The restore init container then downloads the planned binlog files, starts a temporary socket-only mysqld over the restored data directory, and pipes:

mysqlbinlog <bounded replay args> | mysql --socket=<temp socket>

The binlog stream itself is treated as data and is not logged. Child process stderr is captured as structured logs.

Operator flow

For a source cluster, integrators enable archiving by configuring an object store and continuous archiving:

spec:
backup:
objectStore:
bucket: cloudnative-mysql-backups
path: production
endpoint: http://minio.minio.svc:9000
credentials:
accessKeyId:
name: minio-creds
key: accessKey
secretAccessKey:
name: minio-creds
key: secretKey
continuousArchiving:
enabled: true
targetRPOSeconds: 300
maxBinlogSizeMB: 16
binlogExpireSeconds: 604800

A recovery cluster references a completed Backup and supplies one target:

spec:
bootstrap:
recovery:
backup:
name: source-backup
recoveryTarget:
targetGTID: "aaaaaaaa-bbbb-cccc-dddd-eeeeeeeeeeee:1-500"
backup:
objectStore:
bucket: cloudnative-mysql-backups
path: production
endpoint: http://minio.minio.svc:9000
credentials:
accessKeyId:
name: minio-creds
key: accessKey
secretAccessKey:
name: minio-creds
key: secretKey

The recovery object store is resolved from the Backup override when present, otherwise from the recovering cluster's spec.backup.objectStore. The source cluster name comes from Backup.spec.cluster.name; binlogs are replayed from that source cluster's archive prefix.

RPO model

cloudnative-mysql's PITR RPO is bounded by the archived GTID frontier, not by the base backup time.

Under healthy conditions, the expected RPO is approximately the configured rotation cadence:

  • targetRPOSeconds bounds low-write clusters by forcing binlog rotation.
  • maxBinlogSizeMB bounds high-write clusters by rotating when the active binlog grows.
  • The active binlog is not archived until it rotates.

With the defaults, a cluster with new writes rotates at least every 300 seconds and a busy cluster rotates around 16 MiB. Idle clusters do not churn empty binlogs. Lowering targetRPOSeconds tightens RPO at the cost of more, smaller objects and more object-store requests.

Crash behavior depends on replication durability:

  • sync_binlog=1 is rendered when archiving is enabled so committed transactions are flushed to the local binlog.
  • log_replica_updates=ON is mandatory so a promoted replica has its own binlog history for transactions it received before promotion.
  • With semi-sync configured so acknowledged commits reach a replica, a failover can preserve acknowledged transactions even if the old primary dies before its active tail was archived; the new primary re-archives the GTID history under its own server UUID.
  • Without semi-sync guarantees, acknowledged writes that existed only on a lost primary can be lost before archiving. In that case PITR cannot recover data that never reached either the object store or the promoted replica.

RTO model

PITR RTO is the time to create the recovery primary plus any replicas:

  • Schedule the Pod and attach the PVC.
  • Download and extract the XtraBackup archive.
  • Run XtraBackup prepare and copy-back.
  • Reconcile restored internal account passwords to the recovery cluster secrets.
  • Download and replay archived binlogs from the base backup anchor to the target.
  • Start the recovered primary and let replicas clone from it.

The largest variables are base backup size, object-store throughput, PVC performance, and the amount of binlog data between the base backup and target. Choosing more frequent base backups reduces replay length and therefore improves RTO.

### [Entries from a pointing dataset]
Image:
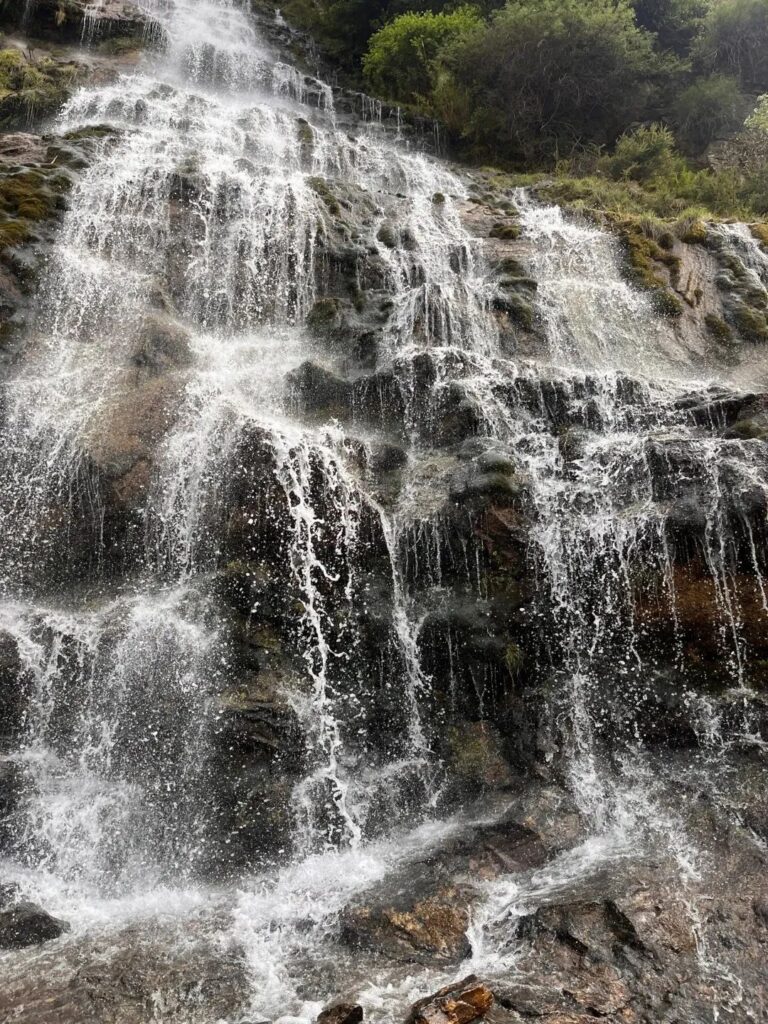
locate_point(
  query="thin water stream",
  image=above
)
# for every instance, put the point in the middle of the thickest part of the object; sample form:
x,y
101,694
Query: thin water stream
x,y
202,215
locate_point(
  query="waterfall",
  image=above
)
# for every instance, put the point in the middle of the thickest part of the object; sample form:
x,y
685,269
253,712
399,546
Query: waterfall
x,y
246,615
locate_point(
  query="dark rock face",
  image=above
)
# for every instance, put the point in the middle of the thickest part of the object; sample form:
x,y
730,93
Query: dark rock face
x,y
458,1004
341,1013
192,983
69,18
24,924
422,915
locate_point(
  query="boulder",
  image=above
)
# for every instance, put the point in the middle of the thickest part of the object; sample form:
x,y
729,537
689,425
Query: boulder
x,y
68,19
316,391
421,915
163,345
460,1003
421,924
12,784
341,1013
26,924
124,438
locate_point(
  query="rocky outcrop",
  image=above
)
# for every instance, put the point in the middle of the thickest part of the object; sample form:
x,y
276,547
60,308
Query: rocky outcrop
x,y
183,983
71,19
461,1003
422,915
24,924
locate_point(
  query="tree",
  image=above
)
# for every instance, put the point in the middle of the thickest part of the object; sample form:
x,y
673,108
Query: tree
x,y
674,23
734,40
402,57
708,109
547,76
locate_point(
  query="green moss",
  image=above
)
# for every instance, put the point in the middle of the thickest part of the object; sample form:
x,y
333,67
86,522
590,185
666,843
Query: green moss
x,y
645,255
323,313
751,324
506,231
511,267
667,303
692,231
513,658
120,45
12,233
517,308
304,131
476,755
33,88
322,188
720,331
387,237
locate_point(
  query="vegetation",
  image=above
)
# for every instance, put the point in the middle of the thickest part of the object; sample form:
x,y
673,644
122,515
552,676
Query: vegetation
x,y
622,99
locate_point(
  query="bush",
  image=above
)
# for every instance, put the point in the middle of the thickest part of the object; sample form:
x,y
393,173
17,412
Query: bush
x,y
734,40
401,59
643,154
708,109
758,120
547,76
674,23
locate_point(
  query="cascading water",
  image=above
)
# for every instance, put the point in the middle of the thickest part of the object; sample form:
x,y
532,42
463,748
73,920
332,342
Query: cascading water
x,y
229,276
190,269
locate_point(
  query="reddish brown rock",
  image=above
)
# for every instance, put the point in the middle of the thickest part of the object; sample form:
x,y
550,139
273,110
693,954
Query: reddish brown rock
x,y
459,1004
341,1013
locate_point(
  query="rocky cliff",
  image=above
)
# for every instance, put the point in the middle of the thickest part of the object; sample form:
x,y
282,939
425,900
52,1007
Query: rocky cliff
x,y
384,558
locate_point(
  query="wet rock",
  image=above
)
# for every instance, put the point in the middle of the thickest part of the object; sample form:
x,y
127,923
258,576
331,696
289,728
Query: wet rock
x,y
123,442
163,345
34,86
68,19
25,924
12,691
341,1013
17,148
316,391
413,929
477,756
460,1003
12,784
137,978
421,915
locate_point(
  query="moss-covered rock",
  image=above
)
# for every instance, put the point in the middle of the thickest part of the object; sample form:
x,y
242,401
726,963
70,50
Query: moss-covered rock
x,y
34,87
321,187
67,19
719,330
507,231
751,324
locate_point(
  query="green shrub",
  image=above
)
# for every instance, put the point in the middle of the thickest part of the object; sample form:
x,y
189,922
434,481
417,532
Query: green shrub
x,y
674,23
643,154
401,58
707,109
734,40
547,76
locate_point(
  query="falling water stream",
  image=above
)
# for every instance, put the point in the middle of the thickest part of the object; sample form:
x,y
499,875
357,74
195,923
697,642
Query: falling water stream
x,y
204,189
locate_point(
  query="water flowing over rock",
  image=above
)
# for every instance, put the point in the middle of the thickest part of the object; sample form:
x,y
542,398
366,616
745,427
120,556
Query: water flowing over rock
x,y
383,576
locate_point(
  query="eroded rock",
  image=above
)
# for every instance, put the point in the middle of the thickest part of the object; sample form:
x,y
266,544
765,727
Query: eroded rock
x,y
24,924
461,1003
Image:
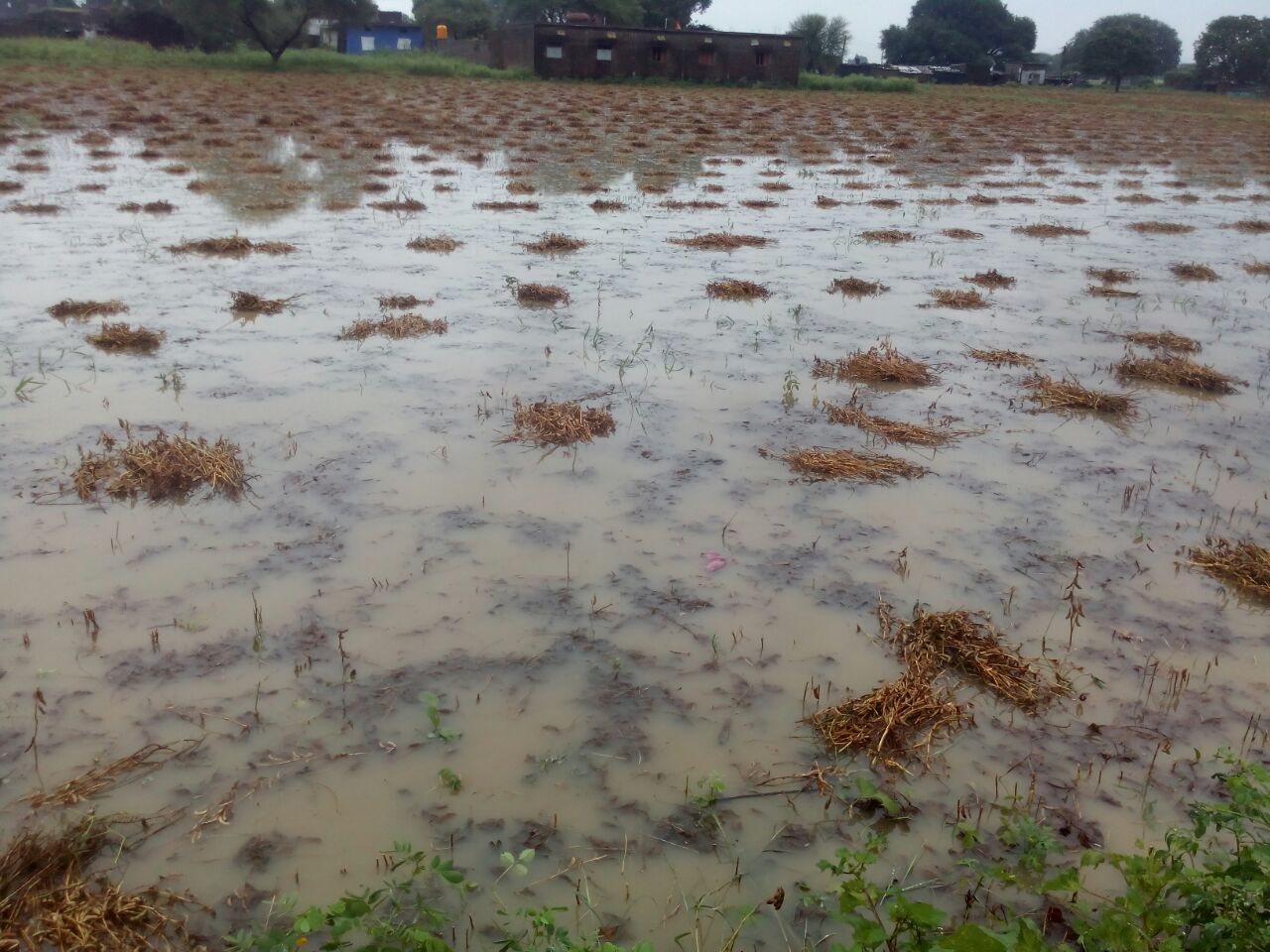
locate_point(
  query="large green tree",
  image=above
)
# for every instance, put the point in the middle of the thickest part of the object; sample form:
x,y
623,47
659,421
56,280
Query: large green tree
x,y
1165,42
825,41
1115,53
1234,50
944,32
275,26
463,18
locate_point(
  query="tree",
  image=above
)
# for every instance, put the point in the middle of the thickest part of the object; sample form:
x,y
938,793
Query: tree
x,y
944,32
272,24
465,18
1234,50
1165,42
1115,53
663,14
825,41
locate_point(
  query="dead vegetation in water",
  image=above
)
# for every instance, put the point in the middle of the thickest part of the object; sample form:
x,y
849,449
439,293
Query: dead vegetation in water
x,y
1047,231
1002,358
956,299
123,338
547,295
969,644
1164,340
84,309
894,722
1111,276
99,779
400,302
1245,565
558,424
1175,371
554,244
880,363
1161,227
163,467
246,302
50,898
398,326
857,289
1110,293
1070,395
1194,272
149,207
991,280
720,241
1250,226
889,430
235,246
737,290
818,463
887,236
508,206
435,244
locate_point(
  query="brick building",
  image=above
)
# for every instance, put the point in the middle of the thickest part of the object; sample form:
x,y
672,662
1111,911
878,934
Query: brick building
x,y
588,51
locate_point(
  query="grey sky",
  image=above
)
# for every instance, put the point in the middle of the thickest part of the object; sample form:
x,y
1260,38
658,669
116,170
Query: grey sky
x,y
1056,19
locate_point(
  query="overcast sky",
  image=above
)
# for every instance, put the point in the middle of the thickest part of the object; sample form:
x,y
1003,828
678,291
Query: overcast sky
x,y
1056,19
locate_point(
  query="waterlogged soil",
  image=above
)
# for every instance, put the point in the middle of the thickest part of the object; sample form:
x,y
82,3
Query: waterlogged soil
x,y
594,665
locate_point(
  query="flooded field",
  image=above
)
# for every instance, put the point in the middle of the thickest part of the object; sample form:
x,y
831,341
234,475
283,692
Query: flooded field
x,y
422,620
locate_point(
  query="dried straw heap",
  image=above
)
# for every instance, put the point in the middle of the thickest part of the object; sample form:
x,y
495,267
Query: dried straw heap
x,y
1002,358
1069,395
737,290
437,244
556,244
1246,565
991,280
720,241
123,338
49,898
1178,371
857,289
82,309
395,327
162,468
817,465
246,302
558,424
889,430
548,295
969,644
880,363
234,246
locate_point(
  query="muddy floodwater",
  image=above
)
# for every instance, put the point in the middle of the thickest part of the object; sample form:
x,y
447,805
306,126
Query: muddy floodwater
x,y
616,629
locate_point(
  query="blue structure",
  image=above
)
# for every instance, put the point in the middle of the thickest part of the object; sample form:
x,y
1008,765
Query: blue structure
x,y
379,37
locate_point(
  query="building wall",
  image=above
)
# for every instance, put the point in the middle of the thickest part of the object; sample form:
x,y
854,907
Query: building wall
x,y
353,40
559,51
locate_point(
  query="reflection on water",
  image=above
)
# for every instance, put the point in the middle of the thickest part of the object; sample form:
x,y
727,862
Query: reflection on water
x,y
593,678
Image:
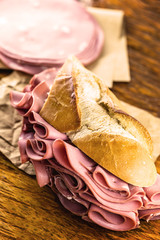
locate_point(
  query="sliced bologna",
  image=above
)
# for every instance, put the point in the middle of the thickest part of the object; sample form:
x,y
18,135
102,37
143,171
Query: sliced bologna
x,y
37,34
82,186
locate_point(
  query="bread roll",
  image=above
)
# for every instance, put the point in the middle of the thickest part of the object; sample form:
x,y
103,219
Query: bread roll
x,y
80,105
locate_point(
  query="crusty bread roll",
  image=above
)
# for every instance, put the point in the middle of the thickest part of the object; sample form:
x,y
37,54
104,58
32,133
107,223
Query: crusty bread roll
x,y
80,105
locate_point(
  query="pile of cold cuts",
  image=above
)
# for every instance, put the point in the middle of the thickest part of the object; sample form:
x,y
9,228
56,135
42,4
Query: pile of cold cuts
x,y
37,34
82,186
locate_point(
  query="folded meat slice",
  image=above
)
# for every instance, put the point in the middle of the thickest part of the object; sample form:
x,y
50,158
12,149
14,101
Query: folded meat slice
x,y
83,166
82,186
43,129
27,102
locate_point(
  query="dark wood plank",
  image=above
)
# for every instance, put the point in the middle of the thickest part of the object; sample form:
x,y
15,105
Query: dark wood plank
x,y
30,212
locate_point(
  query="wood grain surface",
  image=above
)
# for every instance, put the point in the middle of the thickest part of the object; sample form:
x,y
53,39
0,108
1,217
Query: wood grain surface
x,y
30,212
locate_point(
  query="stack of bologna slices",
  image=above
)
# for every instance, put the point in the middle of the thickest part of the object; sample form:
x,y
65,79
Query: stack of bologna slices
x,y
38,34
82,186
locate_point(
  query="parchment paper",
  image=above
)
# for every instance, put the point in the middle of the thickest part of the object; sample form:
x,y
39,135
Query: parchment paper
x,y
113,64
10,123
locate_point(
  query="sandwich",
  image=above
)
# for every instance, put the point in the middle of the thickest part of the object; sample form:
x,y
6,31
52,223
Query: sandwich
x,y
87,148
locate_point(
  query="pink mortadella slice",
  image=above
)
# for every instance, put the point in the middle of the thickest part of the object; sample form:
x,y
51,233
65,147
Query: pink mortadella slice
x,y
55,30
43,129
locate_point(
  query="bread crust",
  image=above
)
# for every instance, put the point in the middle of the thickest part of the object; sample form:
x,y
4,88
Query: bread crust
x,y
97,124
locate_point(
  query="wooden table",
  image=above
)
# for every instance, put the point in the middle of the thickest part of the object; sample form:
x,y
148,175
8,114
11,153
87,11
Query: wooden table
x,y
30,212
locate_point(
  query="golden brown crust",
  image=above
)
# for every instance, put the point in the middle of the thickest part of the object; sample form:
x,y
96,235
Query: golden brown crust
x,y
123,157
97,124
60,108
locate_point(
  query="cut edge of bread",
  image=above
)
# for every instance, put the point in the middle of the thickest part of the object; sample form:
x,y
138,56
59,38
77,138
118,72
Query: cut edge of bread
x,y
96,123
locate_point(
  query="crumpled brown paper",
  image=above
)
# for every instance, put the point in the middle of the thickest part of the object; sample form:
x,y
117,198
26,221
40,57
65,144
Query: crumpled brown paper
x,y
10,124
113,63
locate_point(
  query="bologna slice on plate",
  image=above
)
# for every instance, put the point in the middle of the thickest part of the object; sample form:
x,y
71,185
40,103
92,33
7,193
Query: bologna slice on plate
x,y
37,34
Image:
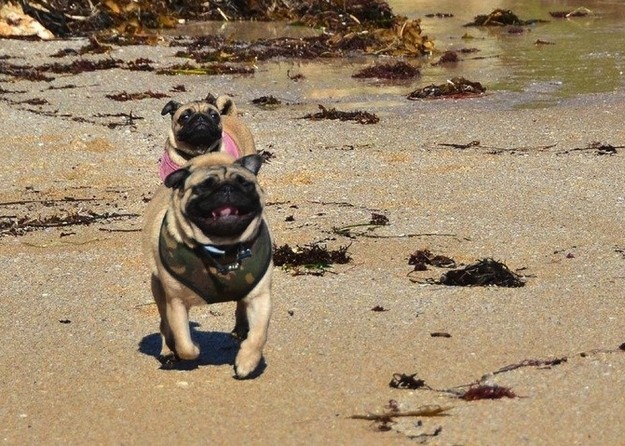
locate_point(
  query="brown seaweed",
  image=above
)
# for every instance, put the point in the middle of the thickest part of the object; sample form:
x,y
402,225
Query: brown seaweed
x,y
267,101
314,258
501,17
393,70
457,87
361,117
485,272
125,96
404,381
487,392
423,257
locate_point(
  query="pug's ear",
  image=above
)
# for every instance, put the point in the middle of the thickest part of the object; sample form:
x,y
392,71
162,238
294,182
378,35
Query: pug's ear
x,y
226,106
251,163
211,99
175,180
170,108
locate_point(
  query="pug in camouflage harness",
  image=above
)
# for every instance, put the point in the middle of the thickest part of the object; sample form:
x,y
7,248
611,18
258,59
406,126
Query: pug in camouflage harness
x,y
207,241
200,127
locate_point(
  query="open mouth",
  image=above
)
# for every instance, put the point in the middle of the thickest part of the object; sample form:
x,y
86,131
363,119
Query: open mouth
x,y
223,220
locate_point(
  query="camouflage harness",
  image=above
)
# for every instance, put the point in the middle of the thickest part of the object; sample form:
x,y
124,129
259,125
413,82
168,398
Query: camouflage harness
x,y
216,274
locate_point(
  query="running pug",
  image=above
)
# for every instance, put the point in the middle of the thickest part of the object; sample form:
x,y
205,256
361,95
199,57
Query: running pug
x,y
200,127
207,241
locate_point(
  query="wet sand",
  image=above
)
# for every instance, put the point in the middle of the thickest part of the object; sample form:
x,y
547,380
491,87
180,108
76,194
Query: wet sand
x,y
78,359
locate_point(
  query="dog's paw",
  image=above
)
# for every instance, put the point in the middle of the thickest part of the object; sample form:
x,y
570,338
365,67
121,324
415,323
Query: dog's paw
x,y
168,361
189,352
239,332
247,361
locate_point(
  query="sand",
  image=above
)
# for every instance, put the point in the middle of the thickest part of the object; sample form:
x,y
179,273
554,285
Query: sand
x,y
80,332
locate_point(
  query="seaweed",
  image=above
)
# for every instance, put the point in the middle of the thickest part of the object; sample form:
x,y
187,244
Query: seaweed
x,y
379,309
392,70
314,258
448,57
267,101
361,117
501,17
487,392
457,87
404,381
423,257
577,12
485,272
124,96
23,225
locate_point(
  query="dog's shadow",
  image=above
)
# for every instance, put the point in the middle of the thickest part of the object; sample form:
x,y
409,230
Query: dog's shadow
x,y
216,348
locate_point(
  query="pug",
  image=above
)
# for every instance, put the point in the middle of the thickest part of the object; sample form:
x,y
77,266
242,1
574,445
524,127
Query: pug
x,y
199,127
207,241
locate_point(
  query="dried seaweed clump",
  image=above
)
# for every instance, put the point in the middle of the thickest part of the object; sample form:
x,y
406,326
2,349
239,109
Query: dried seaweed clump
x,y
315,258
457,87
361,117
485,272
267,101
404,381
423,257
499,17
396,70
487,392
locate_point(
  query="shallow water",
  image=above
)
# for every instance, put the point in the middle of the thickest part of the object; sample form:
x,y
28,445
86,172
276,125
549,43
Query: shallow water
x,y
582,55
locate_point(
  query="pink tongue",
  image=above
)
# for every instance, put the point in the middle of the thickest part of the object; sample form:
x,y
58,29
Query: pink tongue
x,y
225,211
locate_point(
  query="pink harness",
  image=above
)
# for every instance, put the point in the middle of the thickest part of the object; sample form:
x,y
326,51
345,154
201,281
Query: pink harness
x,y
168,165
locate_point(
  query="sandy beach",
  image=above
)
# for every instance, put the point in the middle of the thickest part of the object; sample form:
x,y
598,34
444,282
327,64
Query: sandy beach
x,y
78,361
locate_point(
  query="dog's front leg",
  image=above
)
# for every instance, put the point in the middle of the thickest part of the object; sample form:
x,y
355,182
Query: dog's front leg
x,y
177,314
258,311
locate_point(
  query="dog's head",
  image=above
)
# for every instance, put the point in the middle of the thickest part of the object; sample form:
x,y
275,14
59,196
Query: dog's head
x,y
217,200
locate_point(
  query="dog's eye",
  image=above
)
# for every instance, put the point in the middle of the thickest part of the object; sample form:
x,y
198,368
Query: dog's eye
x,y
243,183
184,117
205,186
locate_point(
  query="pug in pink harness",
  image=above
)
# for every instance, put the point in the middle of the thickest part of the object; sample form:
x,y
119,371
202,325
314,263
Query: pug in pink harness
x,y
200,127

### [Exercise instructions]
1 - In the passage on cloudnative-mysql recovery, what bounds the PITR RPO?
2 - Write out the part of the passage on cloudnative-mysql recovery that starts with "cloudnative-mysql's PITR RPO" and goes on through "forcing binlog rotation.".

### [The results]
1 - The archived GTID frontier, not the base backup time.

2 -
cloudnative-mysql's PITR RPO is bounded by the archived GTID frontier, not by the base backup time.

Under healthy conditions, the expected RPO is approximately the configured rotation cadence:

  • targetRPOSeconds bounds low-write clusters by forcing binlog rotation.